AIM: Starting with the line that holds "with dark hair", copy out each remaining line of the listing below, up to and including the last one, and include nothing else.

· · · · ·

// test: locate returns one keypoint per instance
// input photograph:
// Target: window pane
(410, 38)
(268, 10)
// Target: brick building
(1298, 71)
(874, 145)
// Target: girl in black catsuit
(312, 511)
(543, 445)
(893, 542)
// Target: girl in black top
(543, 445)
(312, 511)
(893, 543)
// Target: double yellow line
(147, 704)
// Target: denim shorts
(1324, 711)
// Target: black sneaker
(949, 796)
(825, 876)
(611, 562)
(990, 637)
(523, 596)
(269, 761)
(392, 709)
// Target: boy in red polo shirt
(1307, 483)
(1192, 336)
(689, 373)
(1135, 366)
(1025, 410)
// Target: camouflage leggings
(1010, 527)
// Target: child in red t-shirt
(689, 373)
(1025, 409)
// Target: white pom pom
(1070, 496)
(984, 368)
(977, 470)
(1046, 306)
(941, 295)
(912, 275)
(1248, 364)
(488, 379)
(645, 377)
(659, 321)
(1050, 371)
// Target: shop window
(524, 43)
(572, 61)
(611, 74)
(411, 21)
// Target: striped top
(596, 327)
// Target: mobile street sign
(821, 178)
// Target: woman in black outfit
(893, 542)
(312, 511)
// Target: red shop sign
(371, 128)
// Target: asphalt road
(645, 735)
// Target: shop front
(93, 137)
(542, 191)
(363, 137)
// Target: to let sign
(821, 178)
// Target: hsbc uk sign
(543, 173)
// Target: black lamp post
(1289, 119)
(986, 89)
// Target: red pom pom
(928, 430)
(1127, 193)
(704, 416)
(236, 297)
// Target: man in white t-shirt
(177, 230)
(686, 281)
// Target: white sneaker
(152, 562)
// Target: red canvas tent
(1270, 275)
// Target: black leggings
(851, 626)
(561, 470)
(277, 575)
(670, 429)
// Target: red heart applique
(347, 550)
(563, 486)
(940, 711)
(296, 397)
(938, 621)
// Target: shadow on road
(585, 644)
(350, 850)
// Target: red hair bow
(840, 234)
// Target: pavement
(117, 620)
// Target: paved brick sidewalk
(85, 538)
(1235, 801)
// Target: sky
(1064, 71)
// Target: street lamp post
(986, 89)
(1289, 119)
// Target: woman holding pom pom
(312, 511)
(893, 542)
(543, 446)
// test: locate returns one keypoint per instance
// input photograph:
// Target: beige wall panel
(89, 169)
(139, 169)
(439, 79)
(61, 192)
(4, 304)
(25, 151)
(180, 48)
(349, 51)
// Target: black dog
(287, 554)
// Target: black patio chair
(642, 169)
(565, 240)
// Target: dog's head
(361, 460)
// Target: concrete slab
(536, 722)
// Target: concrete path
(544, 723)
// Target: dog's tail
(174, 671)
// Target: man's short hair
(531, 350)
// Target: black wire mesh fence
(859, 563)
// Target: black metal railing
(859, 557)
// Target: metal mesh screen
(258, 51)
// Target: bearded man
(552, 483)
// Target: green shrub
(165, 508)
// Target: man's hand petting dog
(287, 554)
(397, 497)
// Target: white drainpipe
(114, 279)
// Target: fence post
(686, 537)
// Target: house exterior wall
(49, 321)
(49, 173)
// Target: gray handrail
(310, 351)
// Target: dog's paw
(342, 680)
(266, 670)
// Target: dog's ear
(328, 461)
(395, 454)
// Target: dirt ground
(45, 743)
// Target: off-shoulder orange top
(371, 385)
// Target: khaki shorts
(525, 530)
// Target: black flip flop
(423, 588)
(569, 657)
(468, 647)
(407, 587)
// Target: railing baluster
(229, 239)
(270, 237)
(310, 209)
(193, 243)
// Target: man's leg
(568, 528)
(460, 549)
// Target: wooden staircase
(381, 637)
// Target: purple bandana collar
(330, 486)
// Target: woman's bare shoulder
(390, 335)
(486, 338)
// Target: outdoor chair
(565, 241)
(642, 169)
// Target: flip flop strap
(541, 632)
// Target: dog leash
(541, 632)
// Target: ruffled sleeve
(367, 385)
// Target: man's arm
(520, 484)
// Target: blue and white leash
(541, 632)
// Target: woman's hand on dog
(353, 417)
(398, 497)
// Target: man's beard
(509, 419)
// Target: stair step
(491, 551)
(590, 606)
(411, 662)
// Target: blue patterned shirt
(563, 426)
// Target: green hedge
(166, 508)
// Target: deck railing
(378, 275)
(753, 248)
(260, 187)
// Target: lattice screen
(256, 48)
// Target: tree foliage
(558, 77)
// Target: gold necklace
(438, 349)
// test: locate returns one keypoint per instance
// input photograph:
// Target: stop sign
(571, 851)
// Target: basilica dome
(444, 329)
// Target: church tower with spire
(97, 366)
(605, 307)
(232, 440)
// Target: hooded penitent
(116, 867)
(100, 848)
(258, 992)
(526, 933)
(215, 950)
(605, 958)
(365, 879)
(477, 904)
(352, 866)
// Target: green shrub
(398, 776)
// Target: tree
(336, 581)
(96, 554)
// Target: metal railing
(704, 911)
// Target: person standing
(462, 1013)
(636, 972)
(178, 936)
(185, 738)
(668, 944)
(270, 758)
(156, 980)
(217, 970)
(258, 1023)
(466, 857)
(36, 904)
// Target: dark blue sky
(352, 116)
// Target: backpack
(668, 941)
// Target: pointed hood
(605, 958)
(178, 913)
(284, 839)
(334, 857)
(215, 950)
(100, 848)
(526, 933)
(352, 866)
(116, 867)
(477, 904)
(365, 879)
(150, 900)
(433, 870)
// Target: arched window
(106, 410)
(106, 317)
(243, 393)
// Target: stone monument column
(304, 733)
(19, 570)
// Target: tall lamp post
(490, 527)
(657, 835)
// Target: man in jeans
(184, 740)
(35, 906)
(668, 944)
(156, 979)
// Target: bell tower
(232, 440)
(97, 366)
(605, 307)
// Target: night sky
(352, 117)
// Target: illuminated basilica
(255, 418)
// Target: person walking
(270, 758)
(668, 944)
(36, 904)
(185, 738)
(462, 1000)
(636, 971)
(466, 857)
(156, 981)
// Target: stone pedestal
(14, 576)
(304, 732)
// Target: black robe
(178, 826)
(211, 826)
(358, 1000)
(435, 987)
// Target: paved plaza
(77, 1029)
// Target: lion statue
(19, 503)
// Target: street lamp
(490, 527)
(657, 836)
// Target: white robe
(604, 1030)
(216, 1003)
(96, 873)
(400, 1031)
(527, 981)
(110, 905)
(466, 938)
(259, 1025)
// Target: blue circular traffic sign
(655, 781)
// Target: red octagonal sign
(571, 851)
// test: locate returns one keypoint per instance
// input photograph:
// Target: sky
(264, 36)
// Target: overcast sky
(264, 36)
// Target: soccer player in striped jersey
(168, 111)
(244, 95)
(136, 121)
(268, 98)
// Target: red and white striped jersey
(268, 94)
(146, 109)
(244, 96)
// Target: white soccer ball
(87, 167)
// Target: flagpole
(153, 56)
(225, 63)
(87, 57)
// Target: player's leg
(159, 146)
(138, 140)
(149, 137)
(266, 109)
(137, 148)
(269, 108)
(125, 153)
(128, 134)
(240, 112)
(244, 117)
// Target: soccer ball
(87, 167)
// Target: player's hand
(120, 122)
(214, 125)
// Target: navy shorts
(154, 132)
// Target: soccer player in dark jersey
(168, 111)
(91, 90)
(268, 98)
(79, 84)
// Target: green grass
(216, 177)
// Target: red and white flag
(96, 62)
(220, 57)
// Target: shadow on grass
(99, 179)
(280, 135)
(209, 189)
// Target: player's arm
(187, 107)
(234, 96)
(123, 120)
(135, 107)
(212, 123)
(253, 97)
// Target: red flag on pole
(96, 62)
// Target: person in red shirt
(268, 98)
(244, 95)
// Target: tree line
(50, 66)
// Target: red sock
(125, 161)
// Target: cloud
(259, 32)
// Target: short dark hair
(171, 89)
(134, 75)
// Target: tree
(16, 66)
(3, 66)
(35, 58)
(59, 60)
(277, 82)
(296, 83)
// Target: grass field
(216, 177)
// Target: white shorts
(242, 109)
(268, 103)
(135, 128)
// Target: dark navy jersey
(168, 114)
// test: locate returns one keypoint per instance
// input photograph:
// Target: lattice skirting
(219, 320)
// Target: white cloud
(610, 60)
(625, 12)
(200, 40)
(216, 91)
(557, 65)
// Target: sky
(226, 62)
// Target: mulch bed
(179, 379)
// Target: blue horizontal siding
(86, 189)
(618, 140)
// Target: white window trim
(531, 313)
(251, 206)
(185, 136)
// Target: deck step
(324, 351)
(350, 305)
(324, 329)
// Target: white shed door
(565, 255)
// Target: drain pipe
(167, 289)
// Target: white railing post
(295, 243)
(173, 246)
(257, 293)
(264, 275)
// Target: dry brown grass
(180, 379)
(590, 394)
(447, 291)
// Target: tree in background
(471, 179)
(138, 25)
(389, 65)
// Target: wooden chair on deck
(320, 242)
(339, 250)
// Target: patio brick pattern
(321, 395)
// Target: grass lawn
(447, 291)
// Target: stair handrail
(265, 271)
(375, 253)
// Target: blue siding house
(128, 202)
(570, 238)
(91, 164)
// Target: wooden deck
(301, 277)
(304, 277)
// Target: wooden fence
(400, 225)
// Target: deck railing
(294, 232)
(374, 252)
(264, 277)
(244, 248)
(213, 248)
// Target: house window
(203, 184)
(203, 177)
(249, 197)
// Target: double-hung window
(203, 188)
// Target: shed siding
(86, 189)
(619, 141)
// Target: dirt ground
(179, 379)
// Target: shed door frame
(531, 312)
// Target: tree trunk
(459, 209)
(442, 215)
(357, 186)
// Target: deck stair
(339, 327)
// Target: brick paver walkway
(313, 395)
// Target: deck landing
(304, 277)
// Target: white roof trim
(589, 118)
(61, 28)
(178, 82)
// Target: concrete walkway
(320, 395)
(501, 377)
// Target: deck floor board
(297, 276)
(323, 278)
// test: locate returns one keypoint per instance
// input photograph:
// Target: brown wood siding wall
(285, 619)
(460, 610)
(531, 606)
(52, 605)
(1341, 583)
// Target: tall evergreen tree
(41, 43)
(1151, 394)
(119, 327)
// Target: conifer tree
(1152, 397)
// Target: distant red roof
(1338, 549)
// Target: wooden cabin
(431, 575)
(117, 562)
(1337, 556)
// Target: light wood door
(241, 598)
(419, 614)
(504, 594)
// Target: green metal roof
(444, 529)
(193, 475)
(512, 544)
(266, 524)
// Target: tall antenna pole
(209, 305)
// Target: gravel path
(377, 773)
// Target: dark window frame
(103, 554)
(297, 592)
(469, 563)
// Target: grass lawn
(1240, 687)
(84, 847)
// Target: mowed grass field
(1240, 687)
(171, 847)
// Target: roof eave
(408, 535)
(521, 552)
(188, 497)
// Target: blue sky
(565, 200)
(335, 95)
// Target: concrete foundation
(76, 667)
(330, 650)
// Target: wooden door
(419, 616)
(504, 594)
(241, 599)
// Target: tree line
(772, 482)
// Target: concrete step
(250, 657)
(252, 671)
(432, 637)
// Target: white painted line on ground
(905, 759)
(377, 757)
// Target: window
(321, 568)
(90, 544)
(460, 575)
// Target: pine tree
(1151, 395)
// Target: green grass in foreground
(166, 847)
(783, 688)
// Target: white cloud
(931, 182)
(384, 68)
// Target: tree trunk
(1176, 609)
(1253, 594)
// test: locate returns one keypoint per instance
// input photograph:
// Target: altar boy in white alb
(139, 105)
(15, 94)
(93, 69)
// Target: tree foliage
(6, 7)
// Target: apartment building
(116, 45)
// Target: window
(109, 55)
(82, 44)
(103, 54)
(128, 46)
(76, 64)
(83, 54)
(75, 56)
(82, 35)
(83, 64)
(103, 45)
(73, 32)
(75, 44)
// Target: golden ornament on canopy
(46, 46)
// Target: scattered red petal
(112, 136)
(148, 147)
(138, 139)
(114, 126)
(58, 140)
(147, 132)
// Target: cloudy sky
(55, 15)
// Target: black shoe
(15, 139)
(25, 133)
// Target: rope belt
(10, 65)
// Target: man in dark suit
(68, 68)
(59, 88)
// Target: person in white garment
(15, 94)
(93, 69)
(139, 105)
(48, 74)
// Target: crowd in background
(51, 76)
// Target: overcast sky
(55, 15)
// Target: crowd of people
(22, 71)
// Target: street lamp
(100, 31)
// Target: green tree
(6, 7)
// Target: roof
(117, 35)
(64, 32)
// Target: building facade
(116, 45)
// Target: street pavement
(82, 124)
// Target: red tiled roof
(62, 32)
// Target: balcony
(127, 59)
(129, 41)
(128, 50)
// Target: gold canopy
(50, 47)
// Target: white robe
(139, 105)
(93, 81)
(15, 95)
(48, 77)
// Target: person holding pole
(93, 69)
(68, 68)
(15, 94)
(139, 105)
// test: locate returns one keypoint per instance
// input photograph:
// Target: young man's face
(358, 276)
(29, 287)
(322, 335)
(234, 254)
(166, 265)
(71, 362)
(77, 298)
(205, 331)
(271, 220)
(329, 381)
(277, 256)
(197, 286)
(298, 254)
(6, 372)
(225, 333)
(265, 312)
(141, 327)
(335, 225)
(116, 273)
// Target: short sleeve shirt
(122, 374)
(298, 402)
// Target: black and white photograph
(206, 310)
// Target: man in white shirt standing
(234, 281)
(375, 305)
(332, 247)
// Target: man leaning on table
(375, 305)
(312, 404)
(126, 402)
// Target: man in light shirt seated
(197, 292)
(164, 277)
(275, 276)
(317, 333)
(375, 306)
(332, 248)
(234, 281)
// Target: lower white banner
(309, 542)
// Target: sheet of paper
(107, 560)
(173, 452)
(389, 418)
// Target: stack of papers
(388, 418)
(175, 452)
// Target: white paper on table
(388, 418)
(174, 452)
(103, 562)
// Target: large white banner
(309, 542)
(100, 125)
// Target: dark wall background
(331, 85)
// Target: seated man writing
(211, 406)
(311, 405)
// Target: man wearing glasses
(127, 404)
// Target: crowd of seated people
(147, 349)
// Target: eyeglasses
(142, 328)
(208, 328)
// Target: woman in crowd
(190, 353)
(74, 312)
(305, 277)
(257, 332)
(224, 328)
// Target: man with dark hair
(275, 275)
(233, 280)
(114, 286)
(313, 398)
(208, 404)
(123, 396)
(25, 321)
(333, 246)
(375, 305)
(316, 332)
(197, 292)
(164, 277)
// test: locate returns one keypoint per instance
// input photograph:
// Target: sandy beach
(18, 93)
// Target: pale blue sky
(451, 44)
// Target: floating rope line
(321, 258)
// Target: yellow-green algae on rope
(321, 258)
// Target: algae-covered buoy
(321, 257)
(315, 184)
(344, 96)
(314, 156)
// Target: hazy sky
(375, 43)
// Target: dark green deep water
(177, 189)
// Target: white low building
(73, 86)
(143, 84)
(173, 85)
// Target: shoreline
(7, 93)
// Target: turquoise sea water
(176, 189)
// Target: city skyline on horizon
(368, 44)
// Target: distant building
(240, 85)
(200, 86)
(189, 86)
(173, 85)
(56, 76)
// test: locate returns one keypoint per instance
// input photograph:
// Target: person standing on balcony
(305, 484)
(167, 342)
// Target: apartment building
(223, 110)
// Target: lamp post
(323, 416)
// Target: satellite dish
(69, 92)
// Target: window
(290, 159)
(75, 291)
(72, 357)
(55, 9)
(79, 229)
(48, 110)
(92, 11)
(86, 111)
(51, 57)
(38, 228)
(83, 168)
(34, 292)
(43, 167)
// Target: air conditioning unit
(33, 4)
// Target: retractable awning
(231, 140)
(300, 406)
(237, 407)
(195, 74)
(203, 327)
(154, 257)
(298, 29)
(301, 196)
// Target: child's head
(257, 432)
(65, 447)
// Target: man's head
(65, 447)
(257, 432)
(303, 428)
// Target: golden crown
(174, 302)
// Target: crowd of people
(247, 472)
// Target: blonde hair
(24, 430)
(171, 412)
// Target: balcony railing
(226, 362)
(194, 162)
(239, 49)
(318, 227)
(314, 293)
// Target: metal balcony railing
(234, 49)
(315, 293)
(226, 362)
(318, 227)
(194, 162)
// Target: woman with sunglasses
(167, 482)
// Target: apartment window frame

· · · · ·

ANSWER FOR THIS EXERCISE:
// Target: man with dark hair
(275, 275)
(233, 280)
(114, 286)
(313, 398)
(208, 404)
(123, 396)
(25, 321)
(333, 246)
(375, 305)
(316, 332)
(197, 292)
(164, 277)
// test: locate returns one keypoint per instance
// input photograph:
// Target: sandy beach
(18, 93)
// Target: pale blue sky
(451, 44)
// Target: floating rope line
(321, 258)
// Target: yellow-green algae on rope
(321, 258)
// Target: algae-covered buoy
(321, 257)
(315, 184)
(344, 96)
(314, 156)
// Target: hazy sky
(375, 43)
// Target: dark green deep water
(177, 189)
// Target: white low building
(73, 86)
(143, 84)
(173, 85)
// Target: shoreline
(7, 93)
// Target: turquoise sea water
(176, 189)
// Target: city skyline on horizon
(368, 44)
// Target: distant building
(240, 85)
(200, 86)
(189, 86)
(173, 85)
(56, 76)
// test: locate returns one keypoint per instance
// input photograph:
// Target: person standing on balcony
(305, 484)
(167, 342)
// Target: apartment building
(223, 110)
// Target: lamp post
(323, 416)
// Target: satellite dish
(69, 92)
// Target: window
(290, 159)
(75, 291)
(72, 357)
(55, 9)
(79, 229)
(48, 110)
(92, 11)
(86, 111)
(51, 57)
(38, 228)
(83, 168)
(34, 292)
(43, 167)
// Target: air conditioning unit
(33, 4)
// Target: retractable awning
(231, 140)
(300, 406)
(237, 407)
(195, 74)
(203, 327)
(154, 257)
(298, 29)
(301, 196)
// Target: child's head
(257, 432)
(65, 447)
// Target: man's head
(65, 447)
(257, 432)
(303, 428)
// Target: golden crown
(174, 302)
// Target: crowd of people
(247, 472)
// Target: blonde hair
(24, 430)
(171, 412)
// Target: balcony railing
(226, 362)
(194, 162)
(239, 49)
(318, 227)
(314, 293)
// Target: metal balcony railing
(234, 49)
(315, 293)
(226, 362)
(318, 227)
(194, 162)
// Target: woman with sunglasses
(167, 482)
// Target: apartment window frame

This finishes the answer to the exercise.